** START GIVEN INFORMATION **

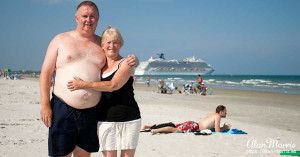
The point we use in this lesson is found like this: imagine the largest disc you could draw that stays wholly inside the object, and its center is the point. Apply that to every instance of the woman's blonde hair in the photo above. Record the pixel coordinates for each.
(112, 31)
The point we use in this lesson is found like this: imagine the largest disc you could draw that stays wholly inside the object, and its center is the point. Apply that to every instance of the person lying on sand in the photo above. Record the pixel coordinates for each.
(211, 121)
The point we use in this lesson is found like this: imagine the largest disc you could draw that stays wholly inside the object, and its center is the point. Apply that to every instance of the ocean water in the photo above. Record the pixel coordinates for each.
(269, 83)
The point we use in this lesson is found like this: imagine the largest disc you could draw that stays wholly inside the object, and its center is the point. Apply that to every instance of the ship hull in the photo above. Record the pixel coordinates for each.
(173, 67)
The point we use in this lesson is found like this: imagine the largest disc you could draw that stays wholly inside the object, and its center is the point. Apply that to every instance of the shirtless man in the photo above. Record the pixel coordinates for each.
(71, 116)
(211, 121)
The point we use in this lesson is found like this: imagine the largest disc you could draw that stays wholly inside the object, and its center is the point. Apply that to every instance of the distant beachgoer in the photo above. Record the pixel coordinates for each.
(211, 121)
(148, 81)
(199, 87)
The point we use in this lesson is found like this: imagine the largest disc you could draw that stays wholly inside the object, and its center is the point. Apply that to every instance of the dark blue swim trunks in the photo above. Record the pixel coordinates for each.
(72, 127)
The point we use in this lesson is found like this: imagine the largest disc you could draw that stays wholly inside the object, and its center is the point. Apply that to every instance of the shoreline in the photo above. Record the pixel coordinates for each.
(263, 115)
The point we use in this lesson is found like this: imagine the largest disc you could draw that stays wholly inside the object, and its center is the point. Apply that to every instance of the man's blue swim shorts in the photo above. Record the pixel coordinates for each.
(72, 127)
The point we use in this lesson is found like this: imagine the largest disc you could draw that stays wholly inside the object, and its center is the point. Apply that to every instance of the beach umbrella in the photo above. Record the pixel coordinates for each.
(7, 70)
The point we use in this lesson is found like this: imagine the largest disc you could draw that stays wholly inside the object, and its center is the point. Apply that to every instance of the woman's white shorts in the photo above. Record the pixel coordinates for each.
(119, 135)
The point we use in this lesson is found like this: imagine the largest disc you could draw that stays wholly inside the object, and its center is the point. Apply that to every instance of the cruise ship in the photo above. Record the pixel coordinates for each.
(160, 66)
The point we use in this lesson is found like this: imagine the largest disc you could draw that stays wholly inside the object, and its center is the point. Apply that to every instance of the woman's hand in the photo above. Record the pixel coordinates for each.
(132, 60)
(75, 84)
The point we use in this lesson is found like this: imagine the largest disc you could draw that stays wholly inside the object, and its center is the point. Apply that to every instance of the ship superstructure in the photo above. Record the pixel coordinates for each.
(160, 66)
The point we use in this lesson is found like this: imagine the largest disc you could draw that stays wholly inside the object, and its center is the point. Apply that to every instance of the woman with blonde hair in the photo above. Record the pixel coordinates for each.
(119, 116)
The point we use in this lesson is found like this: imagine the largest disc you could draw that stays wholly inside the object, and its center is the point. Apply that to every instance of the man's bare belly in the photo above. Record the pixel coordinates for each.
(82, 98)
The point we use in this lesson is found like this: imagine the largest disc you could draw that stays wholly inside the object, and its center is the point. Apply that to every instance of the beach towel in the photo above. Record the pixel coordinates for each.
(230, 131)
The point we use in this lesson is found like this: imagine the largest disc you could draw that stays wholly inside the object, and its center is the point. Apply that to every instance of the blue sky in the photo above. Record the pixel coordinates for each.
(234, 36)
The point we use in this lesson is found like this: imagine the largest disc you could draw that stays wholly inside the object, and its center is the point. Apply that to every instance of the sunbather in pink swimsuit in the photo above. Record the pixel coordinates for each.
(189, 126)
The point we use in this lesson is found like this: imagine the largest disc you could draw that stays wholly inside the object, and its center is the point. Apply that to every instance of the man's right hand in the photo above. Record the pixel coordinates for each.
(46, 116)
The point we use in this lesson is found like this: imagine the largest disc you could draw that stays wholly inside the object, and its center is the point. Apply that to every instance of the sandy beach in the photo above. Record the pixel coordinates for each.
(270, 119)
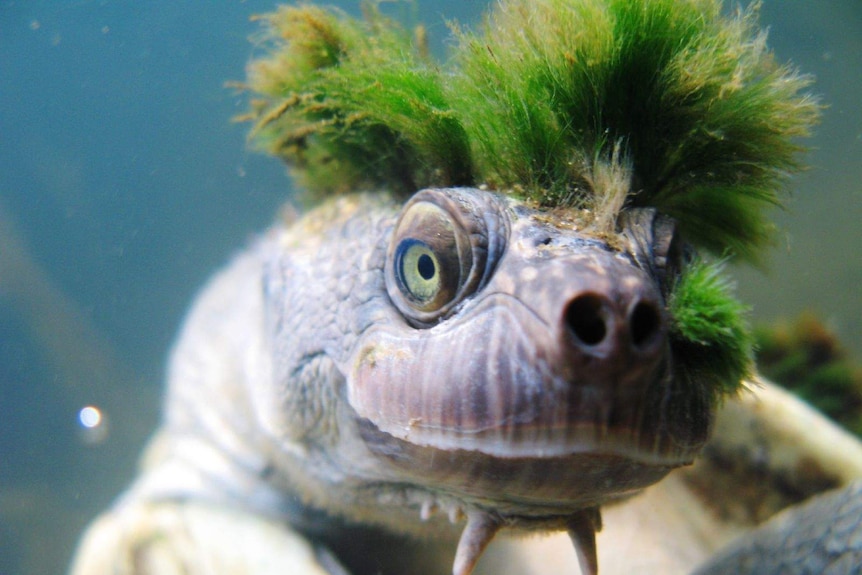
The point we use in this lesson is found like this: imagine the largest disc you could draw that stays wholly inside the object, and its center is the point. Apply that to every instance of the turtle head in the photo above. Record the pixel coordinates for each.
(546, 337)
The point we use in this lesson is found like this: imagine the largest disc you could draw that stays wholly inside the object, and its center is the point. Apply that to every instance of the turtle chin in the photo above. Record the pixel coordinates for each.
(511, 417)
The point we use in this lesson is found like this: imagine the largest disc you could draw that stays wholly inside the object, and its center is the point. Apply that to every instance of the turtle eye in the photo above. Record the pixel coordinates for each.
(432, 257)
(437, 255)
(417, 268)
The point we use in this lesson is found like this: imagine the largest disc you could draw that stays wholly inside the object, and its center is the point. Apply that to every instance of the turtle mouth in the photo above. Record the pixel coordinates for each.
(503, 386)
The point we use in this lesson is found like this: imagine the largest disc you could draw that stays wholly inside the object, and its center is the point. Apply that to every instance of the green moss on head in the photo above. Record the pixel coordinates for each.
(705, 116)
(710, 336)
(600, 104)
(352, 104)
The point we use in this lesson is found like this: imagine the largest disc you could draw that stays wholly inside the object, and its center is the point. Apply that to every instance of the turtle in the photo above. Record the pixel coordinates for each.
(503, 310)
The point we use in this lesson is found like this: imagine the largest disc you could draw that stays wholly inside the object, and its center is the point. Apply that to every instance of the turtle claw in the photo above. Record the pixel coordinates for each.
(480, 530)
(582, 531)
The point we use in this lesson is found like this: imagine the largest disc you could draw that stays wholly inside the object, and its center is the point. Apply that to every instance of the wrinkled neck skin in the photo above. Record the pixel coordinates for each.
(538, 391)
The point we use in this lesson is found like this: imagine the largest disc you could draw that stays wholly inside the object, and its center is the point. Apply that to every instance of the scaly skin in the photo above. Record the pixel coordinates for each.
(304, 388)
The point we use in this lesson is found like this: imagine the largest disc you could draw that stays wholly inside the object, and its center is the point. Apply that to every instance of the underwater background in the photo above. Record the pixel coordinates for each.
(124, 185)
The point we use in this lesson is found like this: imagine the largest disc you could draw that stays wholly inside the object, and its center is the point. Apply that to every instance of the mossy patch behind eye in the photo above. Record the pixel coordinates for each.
(710, 336)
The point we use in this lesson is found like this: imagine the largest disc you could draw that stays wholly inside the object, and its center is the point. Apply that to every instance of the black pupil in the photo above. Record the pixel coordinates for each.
(425, 267)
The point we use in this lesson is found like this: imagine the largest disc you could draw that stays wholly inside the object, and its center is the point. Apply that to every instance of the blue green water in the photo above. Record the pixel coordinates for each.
(123, 185)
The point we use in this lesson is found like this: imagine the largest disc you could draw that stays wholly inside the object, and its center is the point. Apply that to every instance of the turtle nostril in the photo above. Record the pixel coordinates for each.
(585, 318)
(644, 323)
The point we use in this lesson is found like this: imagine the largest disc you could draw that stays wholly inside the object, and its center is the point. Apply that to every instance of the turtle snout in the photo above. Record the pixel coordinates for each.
(617, 333)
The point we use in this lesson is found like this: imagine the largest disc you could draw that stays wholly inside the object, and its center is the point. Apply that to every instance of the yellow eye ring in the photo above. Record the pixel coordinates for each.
(439, 251)
(417, 270)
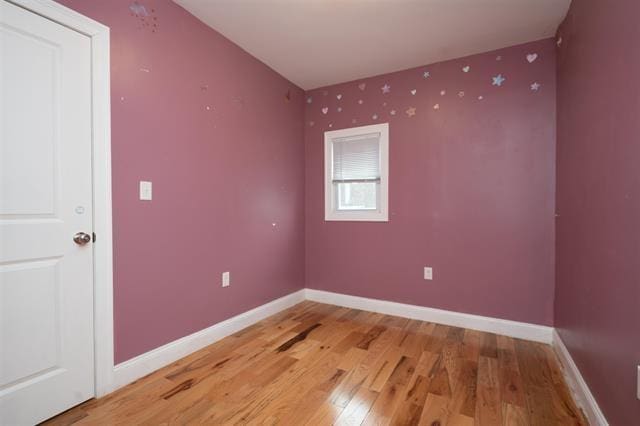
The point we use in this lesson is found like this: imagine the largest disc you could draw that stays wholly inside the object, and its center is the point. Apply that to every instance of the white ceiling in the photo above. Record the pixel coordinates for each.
(315, 43)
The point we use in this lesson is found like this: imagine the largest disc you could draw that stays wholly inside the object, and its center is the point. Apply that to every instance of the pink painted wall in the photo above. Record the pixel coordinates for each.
(210, 126)
(471, 188)
(597, 307)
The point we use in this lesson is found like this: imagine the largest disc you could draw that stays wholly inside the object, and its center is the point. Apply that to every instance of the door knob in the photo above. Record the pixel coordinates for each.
(82, 238)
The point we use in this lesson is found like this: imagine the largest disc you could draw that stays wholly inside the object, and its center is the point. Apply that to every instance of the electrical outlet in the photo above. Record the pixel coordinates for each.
(428, 273)
(146, 190)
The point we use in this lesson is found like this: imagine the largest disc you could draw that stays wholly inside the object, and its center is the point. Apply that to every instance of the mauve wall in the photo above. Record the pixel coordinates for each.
(211, 127)
(472, 187)
(597, 307)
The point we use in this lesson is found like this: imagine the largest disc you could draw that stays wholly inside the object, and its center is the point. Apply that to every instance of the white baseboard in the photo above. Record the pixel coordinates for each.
(521, 330)
(135, 368)
(581, 393)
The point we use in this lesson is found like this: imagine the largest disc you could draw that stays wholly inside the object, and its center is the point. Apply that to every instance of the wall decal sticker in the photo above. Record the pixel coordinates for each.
(146, 19)
(498, 80)
(138, 9)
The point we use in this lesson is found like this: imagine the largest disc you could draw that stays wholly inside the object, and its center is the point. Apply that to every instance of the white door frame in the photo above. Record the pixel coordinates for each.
(101, 169)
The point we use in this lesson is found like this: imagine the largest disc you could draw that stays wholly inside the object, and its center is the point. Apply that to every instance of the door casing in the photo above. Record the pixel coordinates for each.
(101, 170)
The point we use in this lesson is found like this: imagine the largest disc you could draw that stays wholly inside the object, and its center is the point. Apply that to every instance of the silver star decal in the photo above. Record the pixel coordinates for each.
(498, 80)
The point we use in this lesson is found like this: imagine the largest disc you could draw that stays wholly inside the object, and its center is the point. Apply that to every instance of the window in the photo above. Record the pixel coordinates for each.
(356, 173)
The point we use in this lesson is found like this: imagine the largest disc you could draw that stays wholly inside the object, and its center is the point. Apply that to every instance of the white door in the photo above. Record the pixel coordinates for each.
(46, 279)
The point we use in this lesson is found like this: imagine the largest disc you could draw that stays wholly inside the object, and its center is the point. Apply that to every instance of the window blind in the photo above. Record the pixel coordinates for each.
(356, 159)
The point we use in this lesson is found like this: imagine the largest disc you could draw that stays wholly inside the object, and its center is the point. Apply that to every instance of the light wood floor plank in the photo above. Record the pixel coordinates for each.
(317, 364)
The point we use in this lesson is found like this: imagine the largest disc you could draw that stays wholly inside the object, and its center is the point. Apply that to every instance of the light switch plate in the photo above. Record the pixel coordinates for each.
(145, 190)
(428, 273)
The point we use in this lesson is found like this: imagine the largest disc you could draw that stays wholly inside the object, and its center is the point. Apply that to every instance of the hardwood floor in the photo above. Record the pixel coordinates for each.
(318, 364)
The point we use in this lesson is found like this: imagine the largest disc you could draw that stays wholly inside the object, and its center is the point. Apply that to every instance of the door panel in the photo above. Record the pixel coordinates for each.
(46, 280)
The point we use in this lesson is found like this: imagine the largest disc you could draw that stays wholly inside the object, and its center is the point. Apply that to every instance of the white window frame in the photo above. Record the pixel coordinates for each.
(382, 213)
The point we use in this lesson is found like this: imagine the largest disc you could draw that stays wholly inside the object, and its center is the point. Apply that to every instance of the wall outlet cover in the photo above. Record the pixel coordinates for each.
(428, 273)
(146, 193)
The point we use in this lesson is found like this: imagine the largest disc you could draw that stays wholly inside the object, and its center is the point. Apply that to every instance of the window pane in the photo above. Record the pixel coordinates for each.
(357, 196)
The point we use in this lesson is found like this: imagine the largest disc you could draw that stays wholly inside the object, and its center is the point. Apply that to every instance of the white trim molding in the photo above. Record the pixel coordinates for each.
(581, 392)
(155, 359)
(101, 168)
(521, 330)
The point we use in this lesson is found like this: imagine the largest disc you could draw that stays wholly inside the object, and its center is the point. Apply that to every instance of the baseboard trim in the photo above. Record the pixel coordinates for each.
(581, 392)
(135, 368)
(521, 330)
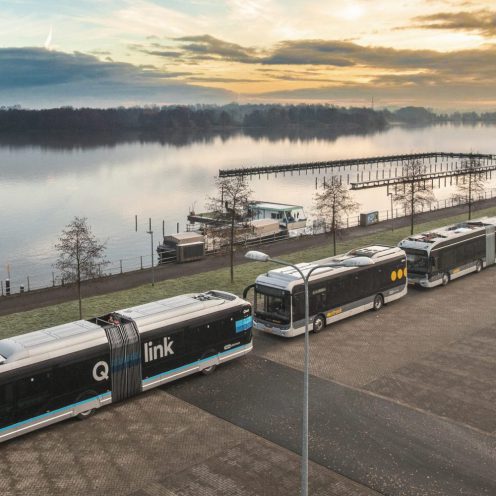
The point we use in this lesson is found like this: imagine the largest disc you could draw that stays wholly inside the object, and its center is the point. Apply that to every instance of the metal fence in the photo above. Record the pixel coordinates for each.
(32, 283)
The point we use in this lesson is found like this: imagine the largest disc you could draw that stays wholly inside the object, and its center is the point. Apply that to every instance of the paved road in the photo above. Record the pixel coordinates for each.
(157, 445)
(381, 444)
(402, 400)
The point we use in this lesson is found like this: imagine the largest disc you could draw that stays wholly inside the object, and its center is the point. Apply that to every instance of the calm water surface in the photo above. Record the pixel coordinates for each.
(43, 188)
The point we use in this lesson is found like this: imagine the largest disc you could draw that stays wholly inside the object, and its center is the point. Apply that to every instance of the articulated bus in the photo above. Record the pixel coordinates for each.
(70, 370)
(334, 292)
(438, 256)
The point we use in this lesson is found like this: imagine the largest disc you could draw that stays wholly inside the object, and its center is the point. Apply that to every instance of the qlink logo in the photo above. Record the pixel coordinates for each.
(100, 371)
(154, 352)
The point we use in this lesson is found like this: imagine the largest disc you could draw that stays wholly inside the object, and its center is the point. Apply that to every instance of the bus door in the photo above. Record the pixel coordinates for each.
(490, 245)
(6, 405)
(125, 360)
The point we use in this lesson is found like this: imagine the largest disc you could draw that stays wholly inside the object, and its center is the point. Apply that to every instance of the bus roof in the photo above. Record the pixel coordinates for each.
(286, 277)
(83, 334)
(151, 315)
(429, 239)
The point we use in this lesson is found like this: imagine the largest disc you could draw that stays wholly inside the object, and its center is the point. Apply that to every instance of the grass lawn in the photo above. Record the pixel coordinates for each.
(245, 274)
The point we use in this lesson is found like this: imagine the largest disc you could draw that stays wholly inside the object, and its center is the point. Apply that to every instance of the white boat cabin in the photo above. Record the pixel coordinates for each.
(289, 216)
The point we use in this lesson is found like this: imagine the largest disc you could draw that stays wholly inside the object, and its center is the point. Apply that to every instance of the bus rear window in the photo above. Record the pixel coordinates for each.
(417, 261)
(272, 305)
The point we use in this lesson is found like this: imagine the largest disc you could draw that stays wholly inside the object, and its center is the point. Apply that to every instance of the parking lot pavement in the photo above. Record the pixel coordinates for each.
(458, 382)
(363, 349)
(393, 449)
(156, 445)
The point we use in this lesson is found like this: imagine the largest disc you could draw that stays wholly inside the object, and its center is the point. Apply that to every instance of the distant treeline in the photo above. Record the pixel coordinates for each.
(251, 119)
(422, 116)
(192, 118)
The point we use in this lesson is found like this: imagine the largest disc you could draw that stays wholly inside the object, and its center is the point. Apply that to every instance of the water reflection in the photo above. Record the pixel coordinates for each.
(46, 181)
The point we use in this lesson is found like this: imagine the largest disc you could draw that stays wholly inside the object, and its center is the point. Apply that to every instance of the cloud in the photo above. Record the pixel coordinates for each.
(38, 77)
(481, 21)
(323, 53)
(210, 46)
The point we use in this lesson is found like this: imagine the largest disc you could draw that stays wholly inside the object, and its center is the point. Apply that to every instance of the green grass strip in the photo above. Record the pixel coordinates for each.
(245, 274)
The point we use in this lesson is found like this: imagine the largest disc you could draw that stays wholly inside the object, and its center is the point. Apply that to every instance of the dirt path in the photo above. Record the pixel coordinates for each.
(51, 296)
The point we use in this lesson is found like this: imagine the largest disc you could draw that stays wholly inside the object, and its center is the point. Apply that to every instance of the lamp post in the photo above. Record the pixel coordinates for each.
(150, 232)
(259, 256)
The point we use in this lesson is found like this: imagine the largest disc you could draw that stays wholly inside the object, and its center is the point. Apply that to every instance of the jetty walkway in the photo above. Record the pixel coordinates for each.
(59, 294)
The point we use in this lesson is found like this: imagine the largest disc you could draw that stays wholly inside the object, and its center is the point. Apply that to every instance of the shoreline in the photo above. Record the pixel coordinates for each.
(55, 295)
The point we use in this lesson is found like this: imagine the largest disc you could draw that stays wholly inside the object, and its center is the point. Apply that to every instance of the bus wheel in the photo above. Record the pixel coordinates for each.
(86, 414)
(209, 370)
(378, 302)
(318, 323)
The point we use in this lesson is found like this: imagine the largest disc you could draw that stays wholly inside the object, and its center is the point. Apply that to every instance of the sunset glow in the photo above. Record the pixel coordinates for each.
(439, 54)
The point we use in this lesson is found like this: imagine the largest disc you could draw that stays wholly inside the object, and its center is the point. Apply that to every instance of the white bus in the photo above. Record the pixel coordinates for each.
(334, 292)
(438, 256)
(70, 370)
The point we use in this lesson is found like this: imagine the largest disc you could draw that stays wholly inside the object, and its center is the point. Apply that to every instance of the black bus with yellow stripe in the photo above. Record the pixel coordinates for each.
(337, 291)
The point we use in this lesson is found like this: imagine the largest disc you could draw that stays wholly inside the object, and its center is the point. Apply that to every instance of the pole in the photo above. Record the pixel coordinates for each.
(150, 232)
(304, 434)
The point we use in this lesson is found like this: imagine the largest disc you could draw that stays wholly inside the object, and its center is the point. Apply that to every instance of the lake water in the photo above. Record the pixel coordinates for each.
(43, 186)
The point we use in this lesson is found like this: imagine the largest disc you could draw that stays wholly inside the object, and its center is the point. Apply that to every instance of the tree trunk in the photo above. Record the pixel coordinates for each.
(334, 230)
(231, 253)
(79, 298)
(78, 268)
(412, 209)
(469, 196)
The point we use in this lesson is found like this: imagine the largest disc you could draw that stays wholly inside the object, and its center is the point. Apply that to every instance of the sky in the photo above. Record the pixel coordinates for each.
(439, 54)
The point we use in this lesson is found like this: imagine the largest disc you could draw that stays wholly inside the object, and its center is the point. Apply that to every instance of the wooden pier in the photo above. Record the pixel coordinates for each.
(424, 178)
(319, 167)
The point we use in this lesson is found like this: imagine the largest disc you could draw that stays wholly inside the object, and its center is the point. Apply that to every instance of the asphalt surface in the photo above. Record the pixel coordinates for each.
(378, 443)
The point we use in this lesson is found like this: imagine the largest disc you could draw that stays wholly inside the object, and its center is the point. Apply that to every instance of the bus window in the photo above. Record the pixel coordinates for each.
(272, 305)
(6, 404)
(417, 261)
(33, 393)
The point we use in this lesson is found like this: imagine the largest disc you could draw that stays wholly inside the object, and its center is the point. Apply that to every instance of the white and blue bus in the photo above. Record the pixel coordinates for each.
(334, 292)
(72, 369)
(438, 256)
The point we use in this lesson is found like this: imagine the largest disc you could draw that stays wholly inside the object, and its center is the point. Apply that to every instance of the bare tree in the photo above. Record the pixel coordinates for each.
(415, 193)
(229, 208)
(80, 254)
(334, 203)
(472, 184)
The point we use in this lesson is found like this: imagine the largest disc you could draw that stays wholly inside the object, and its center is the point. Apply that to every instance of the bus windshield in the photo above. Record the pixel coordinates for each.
(417, 261)
(272, 305)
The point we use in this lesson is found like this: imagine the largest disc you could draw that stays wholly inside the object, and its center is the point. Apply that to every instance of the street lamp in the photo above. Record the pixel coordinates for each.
(259, 256)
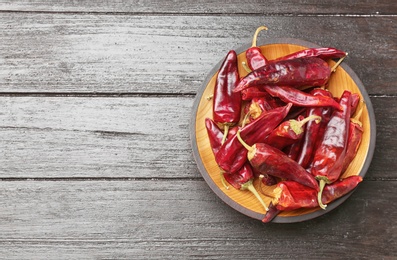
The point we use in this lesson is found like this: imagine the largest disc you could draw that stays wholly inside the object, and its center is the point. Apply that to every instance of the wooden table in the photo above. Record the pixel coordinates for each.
(96, 160)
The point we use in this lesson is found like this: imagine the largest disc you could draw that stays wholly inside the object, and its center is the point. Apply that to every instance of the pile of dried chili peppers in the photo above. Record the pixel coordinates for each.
(279, 125)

** END GIVEN INFORMATION **

_WHAT IS REQUIRED_
Output the line containing "the wooden table" and all lines after it to the end of the records, exactly as given.

_FULL SOLUTION_
The point we use in this lesson is found like this: imagine the largest disc you could draw that stays wholly inside the object, and its center is the point. Apply that to every instance of the wooden table in the photo above. Record the pixel coordinates for each.
(96, 160)
The point we use in this lesson is found like this: imagine the largest disc you could draw that stays wholly inside the object, and its center is the point. Apply that to every instance of the pile of dried chili peppers in the photo above. Record the pixel coordinates for each.
(279, 125)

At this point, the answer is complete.